Provided records
┄┄┄┄┄┄┄┄┄┄┄┄┄┄┄┄┄┄┄┄
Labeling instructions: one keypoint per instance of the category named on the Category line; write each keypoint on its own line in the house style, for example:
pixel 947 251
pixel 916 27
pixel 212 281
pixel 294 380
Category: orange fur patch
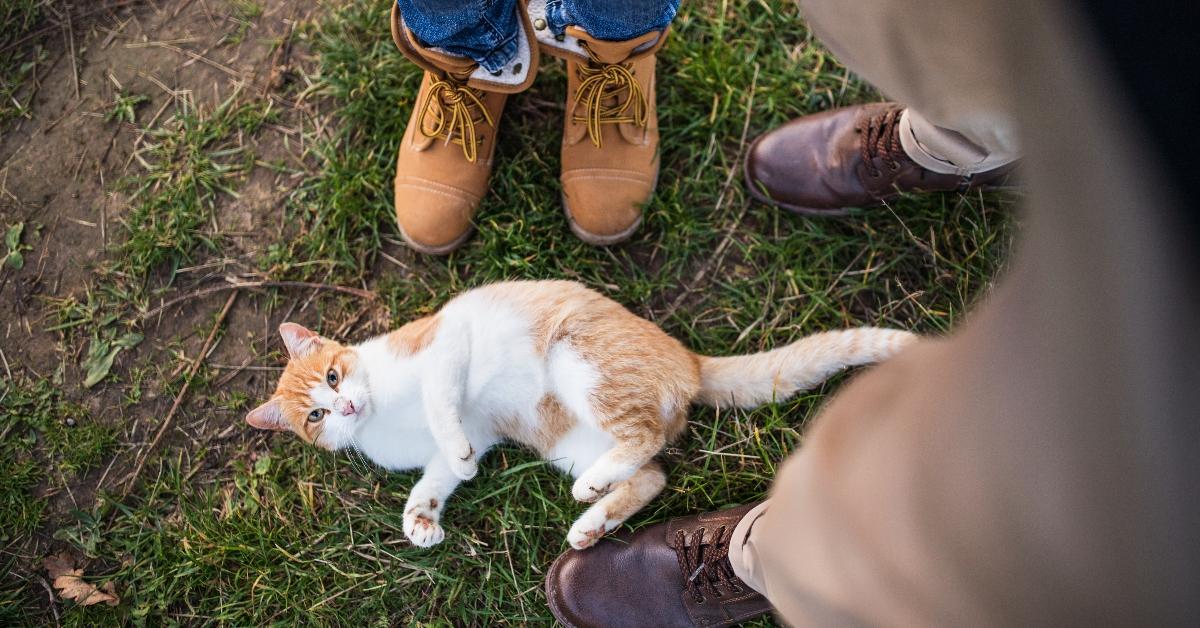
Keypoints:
pixel 304 374
pixel 414 336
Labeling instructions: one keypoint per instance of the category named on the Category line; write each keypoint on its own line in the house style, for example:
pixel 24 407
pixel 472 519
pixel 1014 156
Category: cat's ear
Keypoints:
pixel 268 417
pixel 298 340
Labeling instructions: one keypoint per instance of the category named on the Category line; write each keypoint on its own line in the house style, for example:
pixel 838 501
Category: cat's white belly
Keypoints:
pixel 575 452
pixel 395 447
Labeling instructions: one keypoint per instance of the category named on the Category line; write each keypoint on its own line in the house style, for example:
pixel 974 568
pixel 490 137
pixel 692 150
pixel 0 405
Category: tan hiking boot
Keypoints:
pixel 445 156
pixel 610 132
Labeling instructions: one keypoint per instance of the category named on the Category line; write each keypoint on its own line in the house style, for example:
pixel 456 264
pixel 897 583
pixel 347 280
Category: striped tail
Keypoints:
pixel 750 381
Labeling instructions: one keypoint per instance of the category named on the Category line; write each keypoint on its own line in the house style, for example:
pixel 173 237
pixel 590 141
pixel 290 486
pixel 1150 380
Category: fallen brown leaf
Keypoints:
pixel 72 586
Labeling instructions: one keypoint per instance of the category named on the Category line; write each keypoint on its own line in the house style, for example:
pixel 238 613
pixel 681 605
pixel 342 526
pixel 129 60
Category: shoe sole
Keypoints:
pixel 551 594
pixel 436 250
pixel 606 240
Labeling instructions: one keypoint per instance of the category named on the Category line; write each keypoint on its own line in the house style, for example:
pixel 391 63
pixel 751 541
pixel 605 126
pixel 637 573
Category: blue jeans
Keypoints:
pixel 486 30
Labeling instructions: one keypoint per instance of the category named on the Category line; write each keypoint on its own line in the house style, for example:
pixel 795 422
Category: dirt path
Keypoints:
pixel 61 174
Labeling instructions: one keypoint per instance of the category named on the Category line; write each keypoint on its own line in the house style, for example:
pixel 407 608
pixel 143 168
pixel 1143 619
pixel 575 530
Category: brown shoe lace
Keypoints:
pixel 706 566
pixel 882 141
pixel 466 109
pixel 599 95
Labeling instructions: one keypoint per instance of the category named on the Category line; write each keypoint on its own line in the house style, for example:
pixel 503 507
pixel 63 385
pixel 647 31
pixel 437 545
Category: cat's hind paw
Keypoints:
pixel 585 491
pixel 423 530
pixel 585 533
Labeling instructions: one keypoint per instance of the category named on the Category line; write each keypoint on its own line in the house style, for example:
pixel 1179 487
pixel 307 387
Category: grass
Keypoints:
pixel 18 64
pixel 244 530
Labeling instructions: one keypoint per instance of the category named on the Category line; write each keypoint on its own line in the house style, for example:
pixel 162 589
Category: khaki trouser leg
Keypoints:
pixel 1039 466
pixel 964 130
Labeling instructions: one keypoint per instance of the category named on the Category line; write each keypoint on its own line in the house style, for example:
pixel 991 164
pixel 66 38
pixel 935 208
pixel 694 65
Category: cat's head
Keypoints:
pixel 323 394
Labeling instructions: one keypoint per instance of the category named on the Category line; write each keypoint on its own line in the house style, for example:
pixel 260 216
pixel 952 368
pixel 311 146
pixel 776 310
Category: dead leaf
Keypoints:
pixel 72 586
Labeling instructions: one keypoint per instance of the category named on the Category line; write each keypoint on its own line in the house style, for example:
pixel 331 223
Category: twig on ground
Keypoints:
pixel 183 392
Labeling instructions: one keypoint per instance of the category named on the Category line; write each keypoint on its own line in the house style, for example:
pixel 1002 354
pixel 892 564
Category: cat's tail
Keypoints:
pixel 749 381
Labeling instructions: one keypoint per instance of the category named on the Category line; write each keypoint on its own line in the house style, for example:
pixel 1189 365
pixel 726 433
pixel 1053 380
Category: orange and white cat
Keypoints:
pixel 549 364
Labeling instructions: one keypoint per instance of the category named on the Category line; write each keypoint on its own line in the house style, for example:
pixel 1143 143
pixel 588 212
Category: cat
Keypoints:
pixel 552 365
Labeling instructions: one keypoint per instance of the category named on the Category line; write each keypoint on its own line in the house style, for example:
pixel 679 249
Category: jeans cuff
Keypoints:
pixel 499 57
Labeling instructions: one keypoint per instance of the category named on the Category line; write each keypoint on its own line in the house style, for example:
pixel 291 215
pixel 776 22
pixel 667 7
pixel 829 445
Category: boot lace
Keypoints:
pixel 456 109
pixel 882 142
pixel 607 94
pixel 706 566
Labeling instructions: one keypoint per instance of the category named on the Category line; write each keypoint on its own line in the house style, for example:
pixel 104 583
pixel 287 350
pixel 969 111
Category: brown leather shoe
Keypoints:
pixel 847 157
pixel 671 574
pixel 610 132
pixel 445 155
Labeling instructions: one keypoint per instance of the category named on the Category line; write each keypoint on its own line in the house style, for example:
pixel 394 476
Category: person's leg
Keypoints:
pixel 952 129
pixel 1038 467
pixel 485 31
pixel 918 53
pixel 611 21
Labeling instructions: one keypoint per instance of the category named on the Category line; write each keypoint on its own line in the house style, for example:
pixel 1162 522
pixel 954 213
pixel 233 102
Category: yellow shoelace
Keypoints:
pixel 606 83
pixel 457 125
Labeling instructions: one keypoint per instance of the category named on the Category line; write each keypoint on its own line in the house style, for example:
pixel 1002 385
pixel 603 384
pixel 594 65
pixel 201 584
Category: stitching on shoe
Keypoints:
pixel 419 183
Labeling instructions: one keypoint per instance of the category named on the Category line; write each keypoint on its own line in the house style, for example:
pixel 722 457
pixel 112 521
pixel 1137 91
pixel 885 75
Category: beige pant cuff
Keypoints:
pixel 743 554
pixel 945 151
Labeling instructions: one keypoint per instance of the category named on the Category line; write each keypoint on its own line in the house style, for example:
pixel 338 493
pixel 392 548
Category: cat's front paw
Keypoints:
pixel 465 467
pixel 423 530
pixel 585 491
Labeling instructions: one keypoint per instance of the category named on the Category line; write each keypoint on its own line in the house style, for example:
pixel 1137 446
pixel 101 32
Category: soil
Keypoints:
pixel 61 171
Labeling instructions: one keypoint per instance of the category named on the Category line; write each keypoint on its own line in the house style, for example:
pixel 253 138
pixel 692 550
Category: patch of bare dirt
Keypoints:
pixel 60 174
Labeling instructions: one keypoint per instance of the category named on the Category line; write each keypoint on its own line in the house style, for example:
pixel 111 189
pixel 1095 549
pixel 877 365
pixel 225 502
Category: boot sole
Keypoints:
pixel 605 240
pixel 827 211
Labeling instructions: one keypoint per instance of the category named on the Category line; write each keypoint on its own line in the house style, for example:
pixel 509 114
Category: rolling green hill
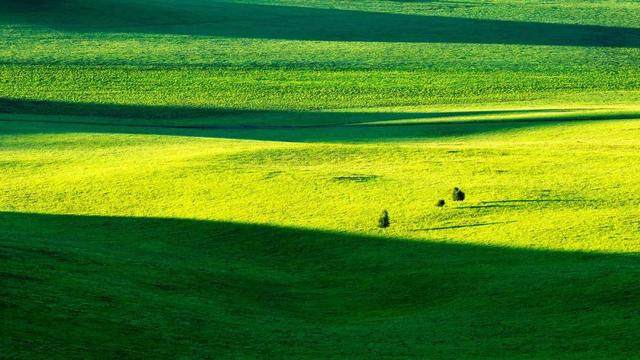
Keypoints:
pixel 203 179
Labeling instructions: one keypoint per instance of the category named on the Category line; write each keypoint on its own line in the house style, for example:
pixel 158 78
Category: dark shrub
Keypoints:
pixel 383 221
pixel 458 195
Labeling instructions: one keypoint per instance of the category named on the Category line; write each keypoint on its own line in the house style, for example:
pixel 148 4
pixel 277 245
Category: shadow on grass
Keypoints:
pixel 114 286
pixel 235 20
pixel 42 117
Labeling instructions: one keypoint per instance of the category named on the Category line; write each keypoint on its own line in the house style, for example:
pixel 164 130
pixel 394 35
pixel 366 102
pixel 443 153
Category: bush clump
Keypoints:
pixel 383 221
pixel 458 195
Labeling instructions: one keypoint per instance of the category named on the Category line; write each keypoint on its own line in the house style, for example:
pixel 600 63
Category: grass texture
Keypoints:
pixel 203 179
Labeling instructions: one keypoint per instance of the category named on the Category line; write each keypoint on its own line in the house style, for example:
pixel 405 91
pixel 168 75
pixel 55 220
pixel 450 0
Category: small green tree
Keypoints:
pixel 383 221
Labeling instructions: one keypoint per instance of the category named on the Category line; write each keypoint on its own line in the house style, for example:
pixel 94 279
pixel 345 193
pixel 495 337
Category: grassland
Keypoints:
pixel 202 179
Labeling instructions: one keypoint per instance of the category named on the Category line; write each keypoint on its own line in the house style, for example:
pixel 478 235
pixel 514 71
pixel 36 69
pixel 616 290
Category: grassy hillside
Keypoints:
pixel 203 178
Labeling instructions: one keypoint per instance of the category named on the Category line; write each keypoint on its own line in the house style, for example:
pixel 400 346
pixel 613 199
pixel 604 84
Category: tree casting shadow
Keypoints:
pixel 137 286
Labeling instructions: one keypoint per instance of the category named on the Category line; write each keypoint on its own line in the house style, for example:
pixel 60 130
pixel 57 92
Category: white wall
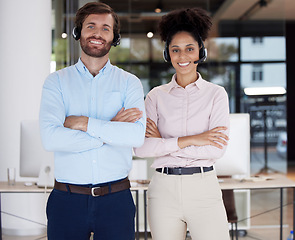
┄┄┄┄┄┄┄┄┄┄┄┄┄┄┄┄┄┄┄┄
What needs to be done
Print exactly the lines above, between the one holding "pixel 63 385" and the one holding "Category: khaki trouser leg", inclusive, and nothing besides.

Response
pixel 63 385
pixel 647 31
pixel 437 545
Category: cat's hind paw
Keypoints:
pixel 585 491
pixel 423 530
pixel 585 533
Labeling instructions: one keypoint per instance of the category named on the Category line; write each keypoint on its own line in the house style, for example:
pixel 1179 487
pixel 307 387
Category: grass
Keypoints:
pixel 18 64
pixel 244 530
Labeling instructions: one keypoint per instance of the category named on the Category line; write each keypoint on its own line in the house style, for example:
pixel 162 589
Category: khaki trouser leg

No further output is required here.